_Given task_
Print, please, the line that contains "photo above, one" and each line after it to the end of the entries, unchanged and with nothing else.

(Location identification items)
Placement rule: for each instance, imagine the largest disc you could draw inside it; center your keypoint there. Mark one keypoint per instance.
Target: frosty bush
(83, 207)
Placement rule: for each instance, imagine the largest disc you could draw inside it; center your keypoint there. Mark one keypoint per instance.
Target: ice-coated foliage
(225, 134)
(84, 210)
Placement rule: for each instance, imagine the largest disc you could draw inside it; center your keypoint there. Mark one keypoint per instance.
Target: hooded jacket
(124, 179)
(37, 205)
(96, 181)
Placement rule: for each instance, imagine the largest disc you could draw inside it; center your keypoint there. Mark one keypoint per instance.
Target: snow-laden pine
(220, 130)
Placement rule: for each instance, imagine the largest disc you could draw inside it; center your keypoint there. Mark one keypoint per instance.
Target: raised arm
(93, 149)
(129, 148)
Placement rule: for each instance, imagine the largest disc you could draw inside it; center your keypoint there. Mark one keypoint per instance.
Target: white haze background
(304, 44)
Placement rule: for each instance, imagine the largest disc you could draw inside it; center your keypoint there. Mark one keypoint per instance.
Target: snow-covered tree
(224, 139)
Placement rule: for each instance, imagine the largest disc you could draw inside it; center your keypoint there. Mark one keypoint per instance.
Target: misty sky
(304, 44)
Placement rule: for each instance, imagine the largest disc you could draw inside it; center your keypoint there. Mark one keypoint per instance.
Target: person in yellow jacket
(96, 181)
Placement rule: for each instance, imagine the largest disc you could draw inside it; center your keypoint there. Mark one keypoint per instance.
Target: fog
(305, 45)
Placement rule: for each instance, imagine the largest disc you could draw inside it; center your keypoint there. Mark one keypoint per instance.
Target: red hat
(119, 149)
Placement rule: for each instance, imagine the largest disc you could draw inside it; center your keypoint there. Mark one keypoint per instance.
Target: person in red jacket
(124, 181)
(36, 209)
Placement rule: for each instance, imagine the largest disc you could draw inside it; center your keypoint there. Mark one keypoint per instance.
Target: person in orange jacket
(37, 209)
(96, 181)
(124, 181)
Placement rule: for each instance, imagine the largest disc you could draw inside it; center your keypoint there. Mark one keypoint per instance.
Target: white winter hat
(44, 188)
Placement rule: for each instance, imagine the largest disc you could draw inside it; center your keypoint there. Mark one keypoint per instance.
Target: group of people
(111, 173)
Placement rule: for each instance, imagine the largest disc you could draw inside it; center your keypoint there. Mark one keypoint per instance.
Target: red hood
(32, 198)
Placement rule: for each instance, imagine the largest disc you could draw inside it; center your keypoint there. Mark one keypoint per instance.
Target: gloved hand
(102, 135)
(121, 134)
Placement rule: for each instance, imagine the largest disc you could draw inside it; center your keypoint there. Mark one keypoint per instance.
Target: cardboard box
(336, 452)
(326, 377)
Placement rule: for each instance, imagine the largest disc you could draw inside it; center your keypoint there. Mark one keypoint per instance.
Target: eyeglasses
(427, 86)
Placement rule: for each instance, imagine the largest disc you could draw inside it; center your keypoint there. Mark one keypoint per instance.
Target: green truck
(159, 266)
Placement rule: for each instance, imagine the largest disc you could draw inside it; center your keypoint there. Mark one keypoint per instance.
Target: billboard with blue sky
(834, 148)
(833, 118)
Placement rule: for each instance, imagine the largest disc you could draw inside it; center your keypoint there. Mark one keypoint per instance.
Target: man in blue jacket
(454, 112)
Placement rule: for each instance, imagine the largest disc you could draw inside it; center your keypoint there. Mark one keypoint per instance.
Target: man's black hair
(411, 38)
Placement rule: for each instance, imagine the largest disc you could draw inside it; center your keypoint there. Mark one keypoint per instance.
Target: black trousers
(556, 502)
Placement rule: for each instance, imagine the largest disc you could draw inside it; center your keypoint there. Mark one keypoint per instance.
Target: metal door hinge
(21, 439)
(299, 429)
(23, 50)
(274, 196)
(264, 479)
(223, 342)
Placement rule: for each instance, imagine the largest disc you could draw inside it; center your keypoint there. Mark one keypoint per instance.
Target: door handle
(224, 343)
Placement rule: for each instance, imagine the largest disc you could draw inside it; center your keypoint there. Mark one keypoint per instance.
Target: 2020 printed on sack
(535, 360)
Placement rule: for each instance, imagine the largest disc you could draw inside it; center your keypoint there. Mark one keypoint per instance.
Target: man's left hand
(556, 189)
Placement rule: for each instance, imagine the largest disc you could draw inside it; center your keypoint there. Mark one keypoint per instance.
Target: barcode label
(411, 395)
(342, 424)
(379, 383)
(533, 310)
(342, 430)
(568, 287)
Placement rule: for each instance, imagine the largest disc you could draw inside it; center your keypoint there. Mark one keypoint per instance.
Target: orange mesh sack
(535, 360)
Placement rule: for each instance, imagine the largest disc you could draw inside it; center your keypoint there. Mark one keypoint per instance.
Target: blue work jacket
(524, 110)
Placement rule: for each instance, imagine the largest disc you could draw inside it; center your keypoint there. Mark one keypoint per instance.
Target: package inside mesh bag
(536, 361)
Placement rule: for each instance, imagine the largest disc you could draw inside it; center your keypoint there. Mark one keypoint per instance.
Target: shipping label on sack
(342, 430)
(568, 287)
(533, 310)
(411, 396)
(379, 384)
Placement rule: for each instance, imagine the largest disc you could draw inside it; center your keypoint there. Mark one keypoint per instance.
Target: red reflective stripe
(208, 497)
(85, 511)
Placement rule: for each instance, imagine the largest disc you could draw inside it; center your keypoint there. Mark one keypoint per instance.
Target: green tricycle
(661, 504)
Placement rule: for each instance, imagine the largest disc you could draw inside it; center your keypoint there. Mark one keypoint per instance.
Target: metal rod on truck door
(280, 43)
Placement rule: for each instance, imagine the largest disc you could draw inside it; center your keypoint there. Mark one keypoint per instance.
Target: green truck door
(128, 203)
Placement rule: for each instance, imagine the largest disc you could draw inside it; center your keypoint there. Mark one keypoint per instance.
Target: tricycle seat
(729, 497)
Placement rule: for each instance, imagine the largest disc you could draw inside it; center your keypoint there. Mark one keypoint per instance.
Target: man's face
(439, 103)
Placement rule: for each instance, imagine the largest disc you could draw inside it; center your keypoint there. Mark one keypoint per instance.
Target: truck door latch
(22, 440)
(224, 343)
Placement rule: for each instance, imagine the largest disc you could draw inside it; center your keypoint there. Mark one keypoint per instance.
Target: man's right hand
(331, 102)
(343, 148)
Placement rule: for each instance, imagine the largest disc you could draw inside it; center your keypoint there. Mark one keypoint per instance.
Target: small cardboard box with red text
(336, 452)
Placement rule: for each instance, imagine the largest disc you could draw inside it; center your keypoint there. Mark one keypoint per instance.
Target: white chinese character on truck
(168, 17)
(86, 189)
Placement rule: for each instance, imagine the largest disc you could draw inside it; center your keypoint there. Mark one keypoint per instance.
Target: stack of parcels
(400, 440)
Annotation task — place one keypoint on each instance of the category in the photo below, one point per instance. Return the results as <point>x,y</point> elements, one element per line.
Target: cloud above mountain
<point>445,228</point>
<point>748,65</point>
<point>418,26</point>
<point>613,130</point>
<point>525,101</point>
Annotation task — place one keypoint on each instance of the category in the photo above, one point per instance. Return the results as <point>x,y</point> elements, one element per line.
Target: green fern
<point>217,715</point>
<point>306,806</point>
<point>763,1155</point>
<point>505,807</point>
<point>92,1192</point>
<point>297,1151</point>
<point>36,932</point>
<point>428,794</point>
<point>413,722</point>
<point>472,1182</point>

_Problem solution_
Annotation task — place one keypoint on each instance of the category in the photo above, one point per instance. Return the results as <point>x,y</point> elements, one element per line.
Target: green fern
<point>217,715</point>
<point>306,806</point>
<point>763,1155</point>
<point>505,807</point>
<point>92,1192</point>
<point>297,1151</point>
<point>36,932</point>
<point>428,794</point>
<point>413,722</point>
<point>472,1182</point>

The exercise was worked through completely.